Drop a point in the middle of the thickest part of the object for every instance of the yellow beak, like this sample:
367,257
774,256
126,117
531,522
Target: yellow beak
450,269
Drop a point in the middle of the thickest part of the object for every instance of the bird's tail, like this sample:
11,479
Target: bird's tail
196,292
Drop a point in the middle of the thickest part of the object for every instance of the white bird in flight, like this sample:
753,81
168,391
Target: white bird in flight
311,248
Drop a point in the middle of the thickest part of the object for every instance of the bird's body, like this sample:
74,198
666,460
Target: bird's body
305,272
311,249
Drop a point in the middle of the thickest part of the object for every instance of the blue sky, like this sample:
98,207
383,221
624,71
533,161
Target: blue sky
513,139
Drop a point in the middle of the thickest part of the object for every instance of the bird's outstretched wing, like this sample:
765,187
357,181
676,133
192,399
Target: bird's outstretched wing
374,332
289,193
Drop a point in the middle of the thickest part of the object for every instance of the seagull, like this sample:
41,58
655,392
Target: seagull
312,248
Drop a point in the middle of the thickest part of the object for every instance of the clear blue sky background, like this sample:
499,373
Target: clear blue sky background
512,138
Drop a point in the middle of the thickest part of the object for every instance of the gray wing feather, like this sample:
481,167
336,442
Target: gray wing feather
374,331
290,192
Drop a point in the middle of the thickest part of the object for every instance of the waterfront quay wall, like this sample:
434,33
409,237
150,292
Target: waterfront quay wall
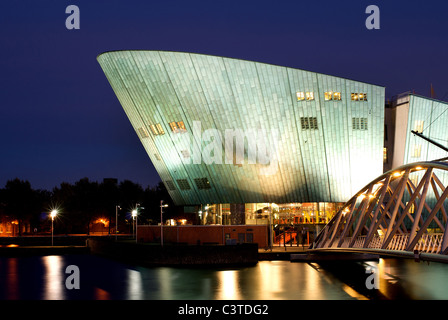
152,254
209,234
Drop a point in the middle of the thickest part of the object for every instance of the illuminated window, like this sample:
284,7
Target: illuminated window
336,96
363,124
308,123
309,95
173,126
170,185
359,124
202,183
330,95
185,154
416,151
183,184
143,133
153,129
178,126
160,129
418,126
359,96
181,126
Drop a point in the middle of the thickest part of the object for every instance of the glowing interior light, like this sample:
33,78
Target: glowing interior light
53,214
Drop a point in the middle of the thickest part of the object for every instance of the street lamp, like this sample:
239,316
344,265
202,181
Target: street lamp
134,216
161,221
53,214
116,221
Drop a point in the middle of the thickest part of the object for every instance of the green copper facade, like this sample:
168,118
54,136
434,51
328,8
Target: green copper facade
327,149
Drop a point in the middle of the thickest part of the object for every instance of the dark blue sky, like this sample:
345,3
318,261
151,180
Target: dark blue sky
61,121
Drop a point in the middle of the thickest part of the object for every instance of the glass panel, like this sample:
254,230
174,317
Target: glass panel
336,96
300,96
160,129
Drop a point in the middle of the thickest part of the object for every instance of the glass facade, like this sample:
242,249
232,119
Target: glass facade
291,224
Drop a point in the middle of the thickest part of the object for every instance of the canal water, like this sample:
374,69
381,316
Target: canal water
44,278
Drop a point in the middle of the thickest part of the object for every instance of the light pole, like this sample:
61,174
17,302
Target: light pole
161,221
134,217
116,221
52,215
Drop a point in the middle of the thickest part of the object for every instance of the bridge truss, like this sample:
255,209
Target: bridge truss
404,209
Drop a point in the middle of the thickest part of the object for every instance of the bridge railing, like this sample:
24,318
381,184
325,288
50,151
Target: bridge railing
396,211
429,243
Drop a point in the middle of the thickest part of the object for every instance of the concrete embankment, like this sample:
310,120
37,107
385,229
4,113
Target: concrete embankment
13,251
179,255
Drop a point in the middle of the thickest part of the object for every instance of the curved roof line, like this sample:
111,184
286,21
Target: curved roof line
223,57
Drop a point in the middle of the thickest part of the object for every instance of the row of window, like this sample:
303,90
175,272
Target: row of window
330,95
201,184
310,123
156,129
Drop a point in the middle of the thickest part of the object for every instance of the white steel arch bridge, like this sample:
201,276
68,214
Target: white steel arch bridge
401,213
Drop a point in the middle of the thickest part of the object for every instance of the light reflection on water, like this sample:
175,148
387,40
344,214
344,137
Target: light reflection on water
43,277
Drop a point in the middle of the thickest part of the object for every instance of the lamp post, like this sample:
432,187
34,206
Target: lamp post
134,216
161,221
52,215
116,221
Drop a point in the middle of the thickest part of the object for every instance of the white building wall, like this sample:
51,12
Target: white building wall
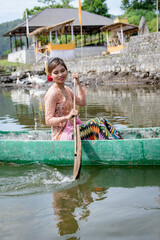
64,54
26,56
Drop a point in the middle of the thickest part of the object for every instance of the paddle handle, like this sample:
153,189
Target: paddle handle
75,130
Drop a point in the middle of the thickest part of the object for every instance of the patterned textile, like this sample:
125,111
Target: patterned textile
98,129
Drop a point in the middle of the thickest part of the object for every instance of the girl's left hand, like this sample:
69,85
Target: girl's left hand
76,76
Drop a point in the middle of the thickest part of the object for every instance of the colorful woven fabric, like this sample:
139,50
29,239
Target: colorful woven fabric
98,129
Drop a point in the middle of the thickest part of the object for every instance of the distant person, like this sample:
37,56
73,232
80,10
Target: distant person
59,110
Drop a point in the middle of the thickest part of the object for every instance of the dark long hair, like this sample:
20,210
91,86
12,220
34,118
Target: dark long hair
54,62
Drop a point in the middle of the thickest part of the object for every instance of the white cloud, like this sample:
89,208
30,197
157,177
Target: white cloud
13,9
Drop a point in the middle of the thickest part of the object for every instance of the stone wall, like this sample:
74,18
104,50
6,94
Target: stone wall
138,62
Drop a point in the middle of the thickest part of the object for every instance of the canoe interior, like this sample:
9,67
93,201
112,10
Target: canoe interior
140,146
128,133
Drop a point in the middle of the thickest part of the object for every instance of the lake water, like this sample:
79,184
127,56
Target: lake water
42,202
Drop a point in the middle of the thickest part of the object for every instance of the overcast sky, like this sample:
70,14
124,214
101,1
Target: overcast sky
13,9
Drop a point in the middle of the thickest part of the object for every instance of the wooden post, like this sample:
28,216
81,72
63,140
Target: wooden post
122,35
91,38
157,17
56,36
102,38
66,38
81,41
27,42
15,42
84,39
76,40
107,38
72,31
21,41
99,37
50,36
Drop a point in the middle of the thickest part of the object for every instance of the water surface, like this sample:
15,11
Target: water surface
43,202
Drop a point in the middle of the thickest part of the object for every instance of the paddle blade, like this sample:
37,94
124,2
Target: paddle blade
78,155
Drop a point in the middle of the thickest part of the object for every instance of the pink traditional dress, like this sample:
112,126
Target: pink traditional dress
59,103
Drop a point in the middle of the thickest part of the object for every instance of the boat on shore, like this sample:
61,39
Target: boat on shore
140,146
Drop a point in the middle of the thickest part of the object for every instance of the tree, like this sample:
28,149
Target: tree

..........

= The problem =
Without copying any picture, write out all of the material exactly as it reads.

= Result of the task =
Drop a point in the middle of the thickest part of the object for every instance of the yellow beak, like this sample:
367,257
774,256
126,117
531,522
Target: yellow beak
450,269
Drop a point in the middle of the thickest part of the object for every instance of the bird's tail, like this sample:
11,479
Target: bird's tail
196,292
Drop a point in the middle of the thickest part of the object for every instance of the white bird in flight, like this sample:
753,81
168,391
Target: white bird in flight
311,248
Drop a point in the middle of the thickest part of the object for every instance of the bird's body, like this sample:
74,198
666,460
Target: bird's body
305,272
311,249
Drop a point in the middle of the thickest part of the object for every instance of the blue sky, like this sample:
98,207
383,221
624,71
533,161
Target: blue sky
513,139
Drop a point in the middle of the thickest part of the object for every instance of the bird's outstretched wing, like this sample:
765,187
357,181
676,133
192,399
Target: bird's outstretched wing
374,332
289,193
Drop a point in the middle of the thickest part of the object for every instance of the seagull, like this sample:
41,58
655,392
Target: seagull
312,248
Drop a point in the middle of the thickest part of the object for every instance of the clear blue sky background, like this sample:
499,373
Target: clear blue sky background
512,138
Drop a point in the middle of the thickest part of the object for every instance of the gray wing feather, like this sample:
481,167
336,442
Target: gray wing feather
374,331
290,192
Drop a point in the middle of the thickest part of the object for every instance of the waterfront quay wall, like this sample:
434,33
409,237
150,292
Target: waterfront quay wall
152,254
209,234
Drop a point in the middle of the thickest part of the object for every instance of the illuminated window, like this sample:
284,7
Target: illuminated window
336,96
363,124
308,123
309,95
173,126
170,185
359,124
202,183
330,95
185,154
416,151
183,184
143,133
153,129
178,126
160,129
418,126
359,96
181,126
Drop a point in the middle of the thickest part of the object for every instance of the glowing interior light, like this sample:
33,78
Target: glowing interior light
53,214
Drop a point in the middle of the thickest part of the object for every instance of the street lamp, like this sample:
239,316
344,265
202,181
Target: street lamp
134,216
161,221
53,214
116,221
Drop a point in the middle of the thickest part of the object for every instance of the green copper facade, like this sample:
168,118
54,136
434,51
328,8
Target: green copper facade
327,149
Drop a point in the middle of the thickest part of the object for every instance of the dark blue sky, like this sample:
345,3
318,261
151,180
Target: dark blue sky
61,121
Drop a point in the middle of the thickest part of the object for every instance of the glass panel, like this sample:
254,230
174,317
Target: glass panel
336,96
300,96
160,129
Drop a point in the middle of the thickest part of the object for every instance of the glass facade, like this sample:
242,249
232,119
Target: glass facade
291,224
Drop a point in the middle of the thickest part of the object for every instance of the canal water, like this sample:
374,69
381,316
Target: canal water
44,278
Drop a point in the middle of the thickest part of the object for every instance of the light pole, like this sample:
61,174
17,302
Target: light pole
161,221
134,217
116,221
52,215
Drop a point in the middle of the thickest part of the object for every instance of the bridge truss, like this sample:
255,209
Target: bridge truss
404,209
Drop a point in the middle of the thickest part of the object for every instance of the bridge railing, like this sample:
24,318
381,184
325,288
50,151
Target: bridge railing
396,211
429,243
Drop a point in the middle of the thickest part of the object for every instance of the concrete embankment, like this sample:
310,120
37,107
385,229
4,113
Target: concrete embankment
13,251
179,255
Drop a point in the middle of the thickest part of the object for every instance of the curved roof line, like this sample:
111,184
286,21
Target: curved roof line
223,57
Drop a point in the middle of the thickest part of the object for every instance of the row of window, like this sample:
303,90
175,272
Target: row of window
330,95
201,184
310,123
156,129
Drop a point in the middle of the thickest part of the object for every instance of the white steel arch bridge, like this sample:
201,276
68,214
Target: white steel arch bridge
401,213
Drop a point in the middle of the thickest part of the object for every instance of the light reflection on water, like this sample:
175,148
387,40
344,214
344,137
Target: light reflection on water
43,277
Drop a point in the middle of the thickest part of the object for every instance of the lamp post, like this sample:
432,187
34,206
Target: lamp post
134,216
161,221
52,215
116,221
Drop a point in the middle of the thickest part of the object for every instance of the white building wall, like this sample:
51,12
Target: white building wall
64,54
26,56
Drop a point in the middle of the thickest part of the object for every instance of the paddle handle, like this sample:
153,189
Target: paddle handle
75,130
Drop a point in the middle of the thickest part of the object for every instance of the patterned textile, like this sample:
125,111
Target: patterned textile
98,129
Drop a point in the middle of the thickest part of the object for every instance of the girl's left hand, like this sample:
69,85
Target: girl's left hand
76,76
Drop a point in the middle of the thickest part of the object for every instance of the colorful woven fabric, like this sample:
139,50
29,239
Target: colorful woven fabric
98,129
Drop a point in the middle of the thickest part of the object for every instance of the distant person, like this sample:
37,56
73,232
80,10
Target: distant person
59,110
Drop a point in the middle of the thickest part of the object for every instance of the dark long hair, like this sample:
20,210
91,86
12,220
34,118
Target: dark long hair
54,62
Drop a point in the middle of the thickest part of the object for every instance of the white cloud, like this sample:
89,208
30,197
157,177
Target: white cloud
13,9
Drop a point in the middle of the thickest part of the object for every instance of the stone wall, like this sample:
74,18
104,50
6,94
Target: stone wall
138,62
Drop a point in the middle of the thickest part of the object for every instance of the canoe interior, like this sample:
9,67
93,201
112,10
Target: canoe interior
140,146
128,133
Drop a point in the middle of the thickest part of the object for every instance of the lake water, like this sample:
79,184
127,56
Target: lake water
42,202
Drop a point in the middle of the thickest part of the object for every instance of the overcast sky, like this sample:
70,14
124,214
101,1
Target: overcast sky
13,9
Drop a point in the middle of the thickest part of the object for every instance of the wooden post, like this sample:
28,216
81,72
63,140
Target: wooden post
122,35
91,38
157,17
56,36
102,38
66,38
81,41
27,42
15,42
84,39
76,40
107,38
72,31
21,41
99,37
50,36
Drop a point in the middle of the thickest part of the object for every instance of the water surface, like this sample:
15,11
Target: water surface
43,202
Drop a point in the middle of the thickest part of the object for every instance of the paddle blade, like this sample:
37,94
124,2
Target: paddle blade
78,155
Drop a point in the middle of the thickest part of the object for every instance of the pink traditional dress, like this sample:
112,126
Target: pink traditional dress
59,103
Drop a point in the middle of the thickest part of the object for every instance of the boat on shore, like this sample:
61,39
Target: boat on shore
140,146
Drop a point in the middle of the thickest part of the object for every instance of the tree, like this sample:
28,149
Target: tree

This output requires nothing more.